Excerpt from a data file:
··········

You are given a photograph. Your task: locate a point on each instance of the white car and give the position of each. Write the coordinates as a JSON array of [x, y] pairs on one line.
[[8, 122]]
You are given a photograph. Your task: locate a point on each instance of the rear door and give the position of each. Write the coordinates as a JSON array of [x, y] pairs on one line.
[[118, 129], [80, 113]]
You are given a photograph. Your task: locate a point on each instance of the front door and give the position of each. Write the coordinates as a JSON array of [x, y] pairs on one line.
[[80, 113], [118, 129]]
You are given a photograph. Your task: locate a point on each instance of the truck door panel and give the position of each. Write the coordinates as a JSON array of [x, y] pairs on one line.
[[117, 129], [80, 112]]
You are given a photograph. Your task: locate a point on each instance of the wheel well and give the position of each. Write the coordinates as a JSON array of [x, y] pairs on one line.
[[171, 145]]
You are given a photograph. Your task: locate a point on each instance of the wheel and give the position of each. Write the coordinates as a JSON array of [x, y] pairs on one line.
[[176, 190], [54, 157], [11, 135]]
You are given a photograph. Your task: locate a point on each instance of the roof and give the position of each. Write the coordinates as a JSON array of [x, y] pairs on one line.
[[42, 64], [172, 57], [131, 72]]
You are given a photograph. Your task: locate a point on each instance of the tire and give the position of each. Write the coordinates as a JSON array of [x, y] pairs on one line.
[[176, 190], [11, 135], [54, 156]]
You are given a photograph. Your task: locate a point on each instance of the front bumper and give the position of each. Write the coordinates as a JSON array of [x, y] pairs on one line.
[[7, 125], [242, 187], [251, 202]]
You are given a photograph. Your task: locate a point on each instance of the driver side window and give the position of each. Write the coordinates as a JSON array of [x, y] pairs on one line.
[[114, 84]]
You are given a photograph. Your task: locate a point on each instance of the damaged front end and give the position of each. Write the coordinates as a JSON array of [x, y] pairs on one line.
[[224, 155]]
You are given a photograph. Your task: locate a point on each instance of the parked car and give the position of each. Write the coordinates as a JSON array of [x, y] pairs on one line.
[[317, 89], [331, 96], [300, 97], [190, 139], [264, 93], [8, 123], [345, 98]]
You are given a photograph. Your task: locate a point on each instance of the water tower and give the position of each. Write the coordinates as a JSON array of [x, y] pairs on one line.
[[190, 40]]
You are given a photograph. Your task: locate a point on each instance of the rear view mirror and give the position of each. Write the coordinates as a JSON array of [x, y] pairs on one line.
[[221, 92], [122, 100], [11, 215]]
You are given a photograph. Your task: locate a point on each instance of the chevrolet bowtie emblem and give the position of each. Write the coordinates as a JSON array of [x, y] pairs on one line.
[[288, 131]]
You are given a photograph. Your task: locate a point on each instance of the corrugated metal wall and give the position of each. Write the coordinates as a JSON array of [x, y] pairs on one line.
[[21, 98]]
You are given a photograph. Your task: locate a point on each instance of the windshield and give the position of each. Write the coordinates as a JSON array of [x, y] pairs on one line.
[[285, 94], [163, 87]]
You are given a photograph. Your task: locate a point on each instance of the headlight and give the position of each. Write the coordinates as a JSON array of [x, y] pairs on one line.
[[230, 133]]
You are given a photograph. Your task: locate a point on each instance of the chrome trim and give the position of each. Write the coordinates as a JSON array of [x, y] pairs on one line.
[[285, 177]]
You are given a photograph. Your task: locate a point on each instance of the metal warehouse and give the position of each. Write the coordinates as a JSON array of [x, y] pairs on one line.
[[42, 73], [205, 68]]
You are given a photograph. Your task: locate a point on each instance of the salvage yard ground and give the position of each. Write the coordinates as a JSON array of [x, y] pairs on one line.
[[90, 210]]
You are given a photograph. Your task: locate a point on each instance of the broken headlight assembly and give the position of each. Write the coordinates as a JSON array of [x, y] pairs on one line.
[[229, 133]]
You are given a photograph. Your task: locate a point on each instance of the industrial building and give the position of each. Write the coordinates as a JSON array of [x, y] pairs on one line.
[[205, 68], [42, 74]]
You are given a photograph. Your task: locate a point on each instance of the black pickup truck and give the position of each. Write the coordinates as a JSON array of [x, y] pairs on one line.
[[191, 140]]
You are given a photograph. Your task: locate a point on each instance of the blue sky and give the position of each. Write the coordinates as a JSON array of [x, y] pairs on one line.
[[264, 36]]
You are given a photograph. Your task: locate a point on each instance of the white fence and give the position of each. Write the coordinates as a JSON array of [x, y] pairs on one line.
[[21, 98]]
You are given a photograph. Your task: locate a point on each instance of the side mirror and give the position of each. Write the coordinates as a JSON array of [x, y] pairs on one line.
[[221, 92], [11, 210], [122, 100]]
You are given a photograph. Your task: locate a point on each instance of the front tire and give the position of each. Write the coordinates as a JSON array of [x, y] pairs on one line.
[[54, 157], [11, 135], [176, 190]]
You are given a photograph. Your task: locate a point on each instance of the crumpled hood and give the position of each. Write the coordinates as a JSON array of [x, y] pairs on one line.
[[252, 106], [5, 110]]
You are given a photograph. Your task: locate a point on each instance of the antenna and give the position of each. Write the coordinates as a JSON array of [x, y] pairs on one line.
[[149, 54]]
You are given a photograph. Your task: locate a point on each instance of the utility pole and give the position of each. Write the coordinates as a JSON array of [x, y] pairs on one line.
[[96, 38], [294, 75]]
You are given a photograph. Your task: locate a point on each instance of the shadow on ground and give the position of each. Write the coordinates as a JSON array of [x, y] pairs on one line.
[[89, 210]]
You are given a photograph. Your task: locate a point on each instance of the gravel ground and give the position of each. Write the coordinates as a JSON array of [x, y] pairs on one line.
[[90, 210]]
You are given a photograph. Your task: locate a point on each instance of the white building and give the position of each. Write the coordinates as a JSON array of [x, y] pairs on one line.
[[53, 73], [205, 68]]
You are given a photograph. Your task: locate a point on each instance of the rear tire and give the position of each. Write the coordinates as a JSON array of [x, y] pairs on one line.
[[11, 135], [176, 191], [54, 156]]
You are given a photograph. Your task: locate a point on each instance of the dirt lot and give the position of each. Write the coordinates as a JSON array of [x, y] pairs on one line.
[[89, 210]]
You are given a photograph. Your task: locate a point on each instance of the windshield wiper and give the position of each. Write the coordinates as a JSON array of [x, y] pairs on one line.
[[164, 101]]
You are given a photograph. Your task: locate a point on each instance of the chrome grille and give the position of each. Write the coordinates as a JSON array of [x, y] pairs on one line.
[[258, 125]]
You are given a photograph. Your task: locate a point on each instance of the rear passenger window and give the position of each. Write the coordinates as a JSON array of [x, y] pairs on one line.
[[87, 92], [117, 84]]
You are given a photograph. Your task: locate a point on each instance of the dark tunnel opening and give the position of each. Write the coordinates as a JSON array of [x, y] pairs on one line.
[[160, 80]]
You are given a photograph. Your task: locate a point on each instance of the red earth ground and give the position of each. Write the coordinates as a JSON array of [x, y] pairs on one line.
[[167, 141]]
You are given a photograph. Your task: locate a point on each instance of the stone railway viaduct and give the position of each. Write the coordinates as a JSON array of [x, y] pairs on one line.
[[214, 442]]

··········

Reproduce all of the material above, substituting "List the coordinates" for every occurrence of "Write the coordinates" and keeping everything else the same.

You are given a photograph. Your task: locate a point on each instance of the white car and give the position of each. List the coordinates as a JSON array of [x, y] pairs on one line.
[[8, 122]]
You are given a photograph. Your task: locate a point on each instance of the rear door and give the position of each. List the coordinates as a JSON array of [x, y] pairs on one line.
[[118, 129], [80, 113]]
You are given a photograph. Your task: locate a point on each instance of the front door and give the position of each. List the coordinates as a JSON array of [x, y] pairs on one line.
[[80, 113], [118, 129]]
You are given a photograph. Your task: locate a point on each instance of the truck door panel and give the position of each. List the coordinates as a JSON array of [x, y] pairs on one line.
[[117, 129], [80, 112]]
You are given a photograph. Your task: locate a point on each instance of the wheel well and give the position of each. List the coordinates as a JSON array of [x, y] pairs on one line.
[[171, 145]]
You are given a photograph. Your task: locate a point on each instance of the wheel and give the position of each. List the coordinates as a JSON array of [x, y] pairs on one line.
[[176, 190], [54, 157], [11, 135]]
You are given a photograph. Your task: locate a point on each instance of the roof and give the position of each. List the coordinates as a JSON array of [x, y] pairs on one line.
[[42, 64], [172, 57], [131, 72]]
You are given a photograph. Your task: locate a point on each instance of the tire and give the position of each. List the coordinates as a JSON array of [x, y] pairs on one line.
[[176, 190], [11, 135], [54, 156]]
You are given a photograph. Your task: locate a point on each instance of the front bumper and give the position of each. List the coordinates as a JSON array of [x, y] pairs on one line.
[[7, 125], [242, 187], [251, 202]]
You are given a photograph. Your task: locate a point on each instance of the driver side window and give the position of each. List the coordinates as a JSON array of [x, y] pairs on one line.
[[114, 84]]
You are given a photograph. Your task: locate a point on each instance of the damaged front end and give the position of each. List the coordinates as a JSON array of [x, y] pairs on one line.
[[224, 155]]
You are given a photograph. Your task: locate a point on each instance of the parked car and give the position of each. List the coordinates as a JSON array of [x, y] pairs on one line.
[[317, 89], [331, 96], [300, 97], [190, 139], [264, 93], [8, 123], [345, 98]]
You are given a photograph. Your task: locate a point on each instance of the water tower and give the position of each. List the coordinates as a JSON array of [x, y] pairs on one line.
[[190, 40]]
You are given a photograph. Your task: locate a point on each instance of the rear view mirror and give the position of each. List the coordinates as a JSON array of [x, y] pairs on one line.
[[221, 92], [122, 100], [11, 215]]
You are given a photograph. Your task: locate a point on each instance of the chevrolet bowtie emblem and give the position of each. List the coordinates as a JSON array of [x, y] pairs on one line.
[[288, 131]]
You are given a photograph. Your task: locate a point on each instance of the corrugated metal wall and give the position of each. List the coordinates as a JSON array of [x, y] pairs on one line.
[[21, 98]]
You are given a photograph. Your task: locate a point on each instance of the windshield and give the position of each. List the coordinates as a JSON array of [x, y] pairs on one line.
[[285, 94], [163, 87]]
You are given a photograph. Your task: locate a point on each instance of the headlight and give the position of each. List the coordinates as a JSON array of [x, y] pairs on one line.
[[230, 133]]
You are given a photograph. Your task: locate a point on each instance of the chrome trim and give the position of each. List the coordinates as a JSON array of [x, y] pairs on one line.
[[285, 177]]
You are given a photograph. Your task: locate a point on each instance of the metal warehouse and give the position of each. List the coordinates as a JSON array of [x, y] pairs on one line.
[[42, 73], [205, 68]]
You are given a photograph. Your task: locate a point on each instance of the salvage yard ground and give the position of each. List the coordinates as a JSON array of [x, y] pairs on one line.
[[90, 210]]
You are given a photograph. Your task: locate a point on each instance of the broken headlight assembly and give the position of each. List the coordinates as a JSON array of [x, y] pairs on one line.
[[229, 133]]
You are given a photograph. Your task: locate a point on each instance of the industrial building and give the position of each. List the coordinates as a JSON array of [x, y] pairs on one line.
[[205, 68], [42, 74]]
You are given a photograph. Your task: locate a point on each instance of the black pickup truck and give the position of each. List the coordinates as a JSON array of [x, y] pairs on one line.
[[191, 140]]
You are given a photograph. Your task: locate a point on each instance of the blue sky and give the position of each. List the coordinates as a JSON array of [x, y] pairs on one line.
[[264, 36]]
You are given a photograph. Your task: locate a point on each instance of the white fence and give the position of each. List the coordinates as a JSON array of [x, y] pairs on one line.
[[21, 98]]
You are given a photograph. Your task: locate a point on each instance of the side mirror and give the position of each. List the coordinates as a JSON array of [x, y] pairs on one line.
[[221, 92], [11, 210], [122, 100]]
You are given a photograph. Your task: locate a point on each instance of the front tire and give the position of each. List the coordinates as a JSON array of [x, y] pairs on one line.
[[54, 157], [11, 135], [176, 190]]
You are given a photograph. Your task: locate a point on each instance of the crumpled hood and give the position of each. List the coordinates as a JSON array of [x, y] pairs on one line.
[[252, 106], [5, 110]]
You are given a photograph. Your task: locate a point on each instance of the antenna and give the position of each. List the coordinates as a JSON array of [x, y] pairs on one line.
[[149, 54]]
You are given a photograph. Your task: locate a point on each instance of the utility pole and give the position of each. List the coordinates as a JSON array of [x, y] pairs on one line.
[[96, 38], [294, 75]]
You are given a photograph. Your task: locate a point on each instance of the shadow on ground and give the position of each. List the coordinates as a JSON array of [x, y] pairs on one line.
[[89, 210]]
You are given a photograph. Your task: locate a point on each instance of the gravel ground and give the position of each. List the coordinates as a JSON array of [x, y] pairs on one line.
[[90, 210]]
You are given a photograph. Your task: locate a point on each instance of the white building and give the position of each. List the coordinates as a JSON array of [x, y] pairs on one line.
[[53, 73], [205, 68]]
You are given a photograph. Your task: locate a point on each instance of the rear tire and give the position of each. List the coordinates as a JSON array of [x, y] pairs on one line.
[[11, 135], [176, 191], [54, 156]]
You are given a photograph. Your task: locate a point on each instance of the dirt lot and give the position of each. List the coordinates as a JSON array of [x, y] pairs on one line.
[[89, 210]]
You are given a photograph. Your task: locate a point on each instance of the windshield wiper and give the position of each. List the coordinates as a JSON array of [x, y] pairs on one line.
[[164, 101]]
You are given a photograph. Your task: locate a point on each instance of the chrome grille and give the position of each. List the coordinates as a JSON array of [x, y] pairs on one line.
[[258, 125]]
You are given a photograph. Your task: locate a point on each instance of the rear passenger window and give the position of each. List the coordinates as a JSON array of [x, y] pairs on one line.
[[87, 92], [117, 84]]
You are given a photograph. Your task: locate a point on each instance of the dark tunnel opening and give the position of each. List the coordinates as a JSON array of [x, y] pairs on one line.
[[160, 80]]
You are given a photograph. Your task: locate a point on each instance of the red earth ground and give the position of each. List the coordinates as a JSON array of [x, y] pairs on one line.
[[167, 141]]
You are given a photograph. Your task: locate a point on each instance of the stone railway viaduct and give the position of each. List the coordinates as a JSON array of [x, y] pairs on one line.
[[214, 442]]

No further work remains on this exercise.